Excerpts from a location annotation dataset:

:::::

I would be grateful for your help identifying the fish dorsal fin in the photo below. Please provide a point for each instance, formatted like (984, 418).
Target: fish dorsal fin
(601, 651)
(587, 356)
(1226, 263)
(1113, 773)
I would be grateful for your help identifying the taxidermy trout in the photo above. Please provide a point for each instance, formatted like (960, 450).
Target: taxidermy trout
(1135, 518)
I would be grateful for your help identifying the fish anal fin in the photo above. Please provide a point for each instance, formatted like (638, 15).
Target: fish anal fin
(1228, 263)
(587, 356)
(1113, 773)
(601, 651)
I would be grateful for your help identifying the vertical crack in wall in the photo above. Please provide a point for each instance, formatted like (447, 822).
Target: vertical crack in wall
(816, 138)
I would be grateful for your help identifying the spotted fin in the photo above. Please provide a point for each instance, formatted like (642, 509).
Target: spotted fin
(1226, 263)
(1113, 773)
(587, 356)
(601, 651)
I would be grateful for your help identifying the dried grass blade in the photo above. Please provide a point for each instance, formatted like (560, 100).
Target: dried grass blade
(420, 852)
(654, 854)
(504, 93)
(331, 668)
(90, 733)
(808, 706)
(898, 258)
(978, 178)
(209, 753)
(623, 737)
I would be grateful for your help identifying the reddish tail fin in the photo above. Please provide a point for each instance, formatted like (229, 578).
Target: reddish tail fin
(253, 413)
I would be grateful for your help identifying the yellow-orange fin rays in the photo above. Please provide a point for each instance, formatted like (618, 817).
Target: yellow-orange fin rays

:::::

**WHAT IS BEING ASKED**
Transcribe every one of the rows above verbatim.

**REPLY**
I would be grateful for your help identifying the fish dorsal fin in the photo below. Please provide a point for each instance, formatted like (984, 418).
Target: fish dorsal fin
(601, 651)
(587, 356)
(1226, 263)
(1113, 773)
I would be grateful for your help identifying the taxidermy trout in the photo above. Please provide a point for each instance, formatted like (960, 450).
Target: taxidermy trout
(1135, 518)
I would be grateful for your help identifying the fish anal fin in the photo above. Please provide a point for each instance, formatted like (638, 15).
Target: fish anal fin
(1228, 263)
(587, 356)
(1113, 773)
(601, 651)
I would be grateful for your help identifying the vertical crack in wall in the photo above. Please provide a point for each instance, formatted like (447, 822).
Target: vertical crack in wall
(816, 138)
I would be grateful for your help identifying the spotted fin in the photo above. Please provide a point for each instance, formatted like (642, 509).
Target: spotted fin
(1226, 263)
(1113, 773)
(587, 356)
(601, 651)
I would be grateful for your help identifying the dried grass blade in the photo above. Please provide a point for each instance, formatted like (560, 100).
Target: dried grass blade
(420, 852)
(654, 854)
(504, 93)
(331, 668)
(90, 733)
(808, 706)
(898, 258)
(978, 178)
(209, 753)
(623, 737)
I would be grateful for your help identifying the reddish tail fin in the photo above. Please provide a point for each instance, formatted like (229, 578).
Target: reddish tail fin
(253, 413)
I would be grateful for your help identifying the yellow-orange fin rays in the photo above. Please provide a point for each instance, formatted like (618, 817).
Target: yellow-orange fin rays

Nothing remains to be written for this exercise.